Point annotation dataset entries

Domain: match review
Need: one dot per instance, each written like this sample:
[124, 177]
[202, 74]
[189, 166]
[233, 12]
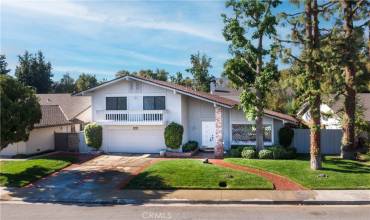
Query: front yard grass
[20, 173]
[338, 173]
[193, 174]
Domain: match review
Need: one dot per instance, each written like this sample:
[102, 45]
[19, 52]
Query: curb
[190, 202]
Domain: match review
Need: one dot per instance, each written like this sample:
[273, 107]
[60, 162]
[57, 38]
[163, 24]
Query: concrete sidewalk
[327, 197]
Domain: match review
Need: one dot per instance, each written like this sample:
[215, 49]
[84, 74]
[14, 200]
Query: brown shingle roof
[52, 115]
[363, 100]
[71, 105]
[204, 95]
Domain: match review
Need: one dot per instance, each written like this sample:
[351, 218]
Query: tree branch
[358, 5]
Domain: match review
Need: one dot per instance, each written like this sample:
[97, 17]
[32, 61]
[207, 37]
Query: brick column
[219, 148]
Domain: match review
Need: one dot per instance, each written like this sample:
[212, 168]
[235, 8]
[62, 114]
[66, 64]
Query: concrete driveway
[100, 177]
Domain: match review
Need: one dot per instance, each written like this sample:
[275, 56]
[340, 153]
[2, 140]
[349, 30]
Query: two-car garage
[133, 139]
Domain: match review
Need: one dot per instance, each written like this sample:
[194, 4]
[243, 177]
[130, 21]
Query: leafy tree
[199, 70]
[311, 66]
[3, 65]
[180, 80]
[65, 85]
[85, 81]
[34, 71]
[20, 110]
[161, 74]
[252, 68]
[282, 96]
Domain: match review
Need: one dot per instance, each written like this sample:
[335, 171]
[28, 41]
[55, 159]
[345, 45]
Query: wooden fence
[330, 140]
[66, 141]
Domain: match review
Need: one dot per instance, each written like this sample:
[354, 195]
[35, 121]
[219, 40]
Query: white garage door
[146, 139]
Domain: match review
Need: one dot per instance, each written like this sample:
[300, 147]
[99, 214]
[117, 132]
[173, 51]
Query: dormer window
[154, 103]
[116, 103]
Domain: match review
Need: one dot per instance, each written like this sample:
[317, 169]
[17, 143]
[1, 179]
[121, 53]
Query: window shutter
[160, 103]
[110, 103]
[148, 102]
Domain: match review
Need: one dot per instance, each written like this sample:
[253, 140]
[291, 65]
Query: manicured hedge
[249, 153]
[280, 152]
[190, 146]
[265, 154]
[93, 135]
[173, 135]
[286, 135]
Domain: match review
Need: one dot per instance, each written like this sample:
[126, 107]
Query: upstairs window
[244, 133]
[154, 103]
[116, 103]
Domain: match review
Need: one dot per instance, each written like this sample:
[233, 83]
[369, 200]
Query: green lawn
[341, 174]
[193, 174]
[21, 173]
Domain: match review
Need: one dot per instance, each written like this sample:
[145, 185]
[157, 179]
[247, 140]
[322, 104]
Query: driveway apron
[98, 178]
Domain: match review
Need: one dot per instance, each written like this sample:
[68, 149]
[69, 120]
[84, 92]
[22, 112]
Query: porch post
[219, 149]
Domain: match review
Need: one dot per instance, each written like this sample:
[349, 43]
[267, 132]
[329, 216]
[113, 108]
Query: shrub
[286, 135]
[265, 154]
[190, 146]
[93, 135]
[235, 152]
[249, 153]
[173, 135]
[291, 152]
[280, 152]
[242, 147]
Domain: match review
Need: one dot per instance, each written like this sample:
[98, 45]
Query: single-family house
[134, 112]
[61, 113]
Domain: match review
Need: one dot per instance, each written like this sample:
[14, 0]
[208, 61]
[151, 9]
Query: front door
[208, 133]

==

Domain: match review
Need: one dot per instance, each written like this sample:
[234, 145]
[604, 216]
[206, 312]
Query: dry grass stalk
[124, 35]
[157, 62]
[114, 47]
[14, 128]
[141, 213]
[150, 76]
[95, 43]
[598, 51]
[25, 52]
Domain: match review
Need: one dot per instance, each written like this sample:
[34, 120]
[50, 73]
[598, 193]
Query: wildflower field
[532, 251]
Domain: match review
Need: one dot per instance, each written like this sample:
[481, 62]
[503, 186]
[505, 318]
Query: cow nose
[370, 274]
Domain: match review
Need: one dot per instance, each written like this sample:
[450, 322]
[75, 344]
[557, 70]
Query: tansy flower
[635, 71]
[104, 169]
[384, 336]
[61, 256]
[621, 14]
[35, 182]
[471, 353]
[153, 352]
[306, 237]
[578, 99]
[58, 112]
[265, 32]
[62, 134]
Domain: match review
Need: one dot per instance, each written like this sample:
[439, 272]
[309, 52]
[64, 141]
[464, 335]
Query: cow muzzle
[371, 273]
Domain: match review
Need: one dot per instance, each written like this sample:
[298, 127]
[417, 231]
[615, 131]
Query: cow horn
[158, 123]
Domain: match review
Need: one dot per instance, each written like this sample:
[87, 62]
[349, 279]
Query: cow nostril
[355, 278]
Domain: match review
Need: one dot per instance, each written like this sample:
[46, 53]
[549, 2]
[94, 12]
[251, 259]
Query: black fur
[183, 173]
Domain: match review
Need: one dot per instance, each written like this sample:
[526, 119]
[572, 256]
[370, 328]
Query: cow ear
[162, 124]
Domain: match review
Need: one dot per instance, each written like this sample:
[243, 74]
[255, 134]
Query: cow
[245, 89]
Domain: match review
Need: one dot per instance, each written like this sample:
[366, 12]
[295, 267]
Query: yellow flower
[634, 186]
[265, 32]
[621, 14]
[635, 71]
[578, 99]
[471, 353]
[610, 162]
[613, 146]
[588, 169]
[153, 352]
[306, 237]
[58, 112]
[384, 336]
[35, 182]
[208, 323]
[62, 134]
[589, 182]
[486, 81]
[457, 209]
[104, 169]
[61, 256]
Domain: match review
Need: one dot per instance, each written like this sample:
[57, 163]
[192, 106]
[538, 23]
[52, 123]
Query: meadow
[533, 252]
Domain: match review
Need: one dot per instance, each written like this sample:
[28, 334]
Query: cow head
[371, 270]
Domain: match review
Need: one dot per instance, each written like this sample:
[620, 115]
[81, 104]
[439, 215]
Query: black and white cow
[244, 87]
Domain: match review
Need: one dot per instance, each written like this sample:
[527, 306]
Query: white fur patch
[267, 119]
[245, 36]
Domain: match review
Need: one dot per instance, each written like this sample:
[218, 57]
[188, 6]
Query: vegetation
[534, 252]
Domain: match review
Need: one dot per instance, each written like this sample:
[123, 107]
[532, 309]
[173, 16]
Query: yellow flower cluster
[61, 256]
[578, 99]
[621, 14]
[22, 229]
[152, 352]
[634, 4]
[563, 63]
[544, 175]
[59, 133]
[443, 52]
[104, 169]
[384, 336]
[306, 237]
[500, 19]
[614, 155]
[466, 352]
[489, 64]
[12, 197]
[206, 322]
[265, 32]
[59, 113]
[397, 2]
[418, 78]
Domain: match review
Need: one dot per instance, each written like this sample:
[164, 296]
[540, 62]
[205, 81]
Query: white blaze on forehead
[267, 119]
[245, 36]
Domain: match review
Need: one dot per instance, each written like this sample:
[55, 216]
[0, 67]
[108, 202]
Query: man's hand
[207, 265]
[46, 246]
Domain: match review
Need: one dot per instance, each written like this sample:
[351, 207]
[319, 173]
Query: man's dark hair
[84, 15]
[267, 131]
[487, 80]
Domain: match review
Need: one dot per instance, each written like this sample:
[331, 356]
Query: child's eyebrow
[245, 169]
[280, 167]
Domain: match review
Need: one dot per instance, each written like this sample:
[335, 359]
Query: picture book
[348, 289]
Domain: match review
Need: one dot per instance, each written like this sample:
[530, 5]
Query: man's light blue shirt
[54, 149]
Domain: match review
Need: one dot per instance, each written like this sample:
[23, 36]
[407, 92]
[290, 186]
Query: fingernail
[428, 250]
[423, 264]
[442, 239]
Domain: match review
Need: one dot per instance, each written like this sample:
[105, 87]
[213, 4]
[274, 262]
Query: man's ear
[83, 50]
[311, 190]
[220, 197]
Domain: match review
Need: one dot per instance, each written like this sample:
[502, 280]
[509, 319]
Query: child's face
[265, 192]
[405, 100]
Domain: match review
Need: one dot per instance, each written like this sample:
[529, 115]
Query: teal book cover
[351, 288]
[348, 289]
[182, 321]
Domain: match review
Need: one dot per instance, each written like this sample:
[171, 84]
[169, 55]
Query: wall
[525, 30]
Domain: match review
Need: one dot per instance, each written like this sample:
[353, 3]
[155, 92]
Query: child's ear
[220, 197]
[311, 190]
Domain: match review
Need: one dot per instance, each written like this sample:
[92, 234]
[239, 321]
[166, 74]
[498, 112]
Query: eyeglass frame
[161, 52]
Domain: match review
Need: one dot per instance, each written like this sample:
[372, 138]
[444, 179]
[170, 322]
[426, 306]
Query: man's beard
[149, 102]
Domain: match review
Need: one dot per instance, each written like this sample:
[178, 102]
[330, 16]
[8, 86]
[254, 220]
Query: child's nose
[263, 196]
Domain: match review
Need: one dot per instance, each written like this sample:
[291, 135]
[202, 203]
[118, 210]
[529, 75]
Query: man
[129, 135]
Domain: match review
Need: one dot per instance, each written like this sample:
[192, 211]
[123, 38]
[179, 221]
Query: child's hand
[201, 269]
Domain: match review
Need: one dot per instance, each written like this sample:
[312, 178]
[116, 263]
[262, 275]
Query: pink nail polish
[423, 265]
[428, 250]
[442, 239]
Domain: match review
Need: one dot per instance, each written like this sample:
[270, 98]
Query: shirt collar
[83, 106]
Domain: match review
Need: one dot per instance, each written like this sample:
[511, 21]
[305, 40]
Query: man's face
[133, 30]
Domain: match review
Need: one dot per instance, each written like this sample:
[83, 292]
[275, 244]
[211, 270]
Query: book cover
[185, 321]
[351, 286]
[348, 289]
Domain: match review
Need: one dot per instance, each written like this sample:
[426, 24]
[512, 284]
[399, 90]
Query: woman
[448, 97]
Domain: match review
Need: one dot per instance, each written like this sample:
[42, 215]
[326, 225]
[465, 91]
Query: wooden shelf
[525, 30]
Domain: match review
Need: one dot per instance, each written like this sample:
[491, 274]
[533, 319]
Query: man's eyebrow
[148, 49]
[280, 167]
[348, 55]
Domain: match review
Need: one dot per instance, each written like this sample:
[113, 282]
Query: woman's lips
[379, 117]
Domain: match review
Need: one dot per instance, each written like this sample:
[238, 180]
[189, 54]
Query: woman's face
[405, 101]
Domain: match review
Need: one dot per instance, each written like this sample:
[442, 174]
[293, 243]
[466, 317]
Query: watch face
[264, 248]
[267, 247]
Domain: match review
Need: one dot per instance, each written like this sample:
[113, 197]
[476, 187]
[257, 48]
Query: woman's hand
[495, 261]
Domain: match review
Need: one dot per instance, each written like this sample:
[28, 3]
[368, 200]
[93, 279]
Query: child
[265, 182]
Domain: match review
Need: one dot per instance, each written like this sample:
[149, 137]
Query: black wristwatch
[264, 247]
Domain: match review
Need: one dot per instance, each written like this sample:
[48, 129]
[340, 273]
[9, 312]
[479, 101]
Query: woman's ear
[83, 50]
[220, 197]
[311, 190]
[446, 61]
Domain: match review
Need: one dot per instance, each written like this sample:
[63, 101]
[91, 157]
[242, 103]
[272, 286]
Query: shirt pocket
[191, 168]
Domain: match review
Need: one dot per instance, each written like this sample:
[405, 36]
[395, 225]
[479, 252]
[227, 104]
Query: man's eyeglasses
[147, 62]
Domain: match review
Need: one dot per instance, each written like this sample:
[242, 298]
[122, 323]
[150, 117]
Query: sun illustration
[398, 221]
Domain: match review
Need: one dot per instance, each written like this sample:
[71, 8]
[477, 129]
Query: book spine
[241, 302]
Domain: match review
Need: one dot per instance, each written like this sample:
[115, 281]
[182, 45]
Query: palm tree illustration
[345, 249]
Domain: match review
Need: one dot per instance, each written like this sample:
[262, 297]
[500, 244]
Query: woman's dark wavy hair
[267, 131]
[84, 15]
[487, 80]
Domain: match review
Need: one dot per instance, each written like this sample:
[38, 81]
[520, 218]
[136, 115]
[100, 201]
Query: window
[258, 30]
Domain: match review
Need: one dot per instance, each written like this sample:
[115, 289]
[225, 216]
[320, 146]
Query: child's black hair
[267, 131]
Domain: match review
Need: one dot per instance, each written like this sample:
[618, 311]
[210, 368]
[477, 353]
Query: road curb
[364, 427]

...

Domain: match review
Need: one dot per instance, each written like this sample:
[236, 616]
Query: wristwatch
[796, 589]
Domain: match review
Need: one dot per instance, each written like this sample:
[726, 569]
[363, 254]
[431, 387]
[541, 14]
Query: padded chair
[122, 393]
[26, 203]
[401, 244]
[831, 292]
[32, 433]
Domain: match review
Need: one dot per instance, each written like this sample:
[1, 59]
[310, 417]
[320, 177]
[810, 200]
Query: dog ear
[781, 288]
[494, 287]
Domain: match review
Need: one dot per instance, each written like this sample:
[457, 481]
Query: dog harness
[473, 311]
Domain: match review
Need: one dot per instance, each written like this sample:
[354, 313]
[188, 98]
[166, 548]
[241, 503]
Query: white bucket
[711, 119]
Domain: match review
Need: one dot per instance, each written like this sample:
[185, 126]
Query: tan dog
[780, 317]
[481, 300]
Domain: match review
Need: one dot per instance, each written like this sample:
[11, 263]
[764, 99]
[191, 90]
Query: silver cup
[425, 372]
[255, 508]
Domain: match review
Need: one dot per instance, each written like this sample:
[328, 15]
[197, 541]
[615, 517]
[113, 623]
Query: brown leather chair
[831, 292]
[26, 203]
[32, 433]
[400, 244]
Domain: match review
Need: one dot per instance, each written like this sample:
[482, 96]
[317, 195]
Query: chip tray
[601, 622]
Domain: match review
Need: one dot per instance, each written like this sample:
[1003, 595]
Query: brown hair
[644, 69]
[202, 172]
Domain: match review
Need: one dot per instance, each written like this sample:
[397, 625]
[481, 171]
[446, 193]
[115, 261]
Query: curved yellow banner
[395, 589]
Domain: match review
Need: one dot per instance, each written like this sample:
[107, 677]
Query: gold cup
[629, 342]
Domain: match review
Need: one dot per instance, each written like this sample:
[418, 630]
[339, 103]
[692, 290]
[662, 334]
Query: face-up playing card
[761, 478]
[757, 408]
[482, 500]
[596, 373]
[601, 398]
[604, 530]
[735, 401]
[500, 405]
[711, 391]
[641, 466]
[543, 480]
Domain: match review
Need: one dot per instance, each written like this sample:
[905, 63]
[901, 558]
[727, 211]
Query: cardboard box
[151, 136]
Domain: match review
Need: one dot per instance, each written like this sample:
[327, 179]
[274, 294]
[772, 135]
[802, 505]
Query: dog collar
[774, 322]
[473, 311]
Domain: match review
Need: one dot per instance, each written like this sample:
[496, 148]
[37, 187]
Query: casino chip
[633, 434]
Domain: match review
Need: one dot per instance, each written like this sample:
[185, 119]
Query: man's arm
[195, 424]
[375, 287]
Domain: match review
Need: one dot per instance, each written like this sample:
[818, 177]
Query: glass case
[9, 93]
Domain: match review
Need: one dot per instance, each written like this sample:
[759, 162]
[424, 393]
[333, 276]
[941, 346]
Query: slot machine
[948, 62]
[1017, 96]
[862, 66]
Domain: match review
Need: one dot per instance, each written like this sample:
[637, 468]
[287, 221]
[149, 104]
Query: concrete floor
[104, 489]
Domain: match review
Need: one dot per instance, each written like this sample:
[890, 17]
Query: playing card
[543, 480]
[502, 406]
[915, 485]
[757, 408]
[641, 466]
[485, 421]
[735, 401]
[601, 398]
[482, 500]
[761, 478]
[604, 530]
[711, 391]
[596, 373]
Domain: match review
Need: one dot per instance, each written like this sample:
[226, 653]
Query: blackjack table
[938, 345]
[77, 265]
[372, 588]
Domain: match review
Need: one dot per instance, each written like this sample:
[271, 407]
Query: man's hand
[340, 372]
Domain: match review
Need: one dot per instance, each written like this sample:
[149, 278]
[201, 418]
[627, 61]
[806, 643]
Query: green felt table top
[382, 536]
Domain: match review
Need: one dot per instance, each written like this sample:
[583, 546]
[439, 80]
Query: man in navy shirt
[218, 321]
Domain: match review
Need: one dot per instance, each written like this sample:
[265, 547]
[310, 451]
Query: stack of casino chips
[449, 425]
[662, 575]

§ WORK TO COMPLETE
Pull out every line of the entries that contains the word "window", matching case exactly.

§ RESULT FOR THIS EXERCISE
Query: dormer window
Query: window shutter
Query: upstairs window
Query: window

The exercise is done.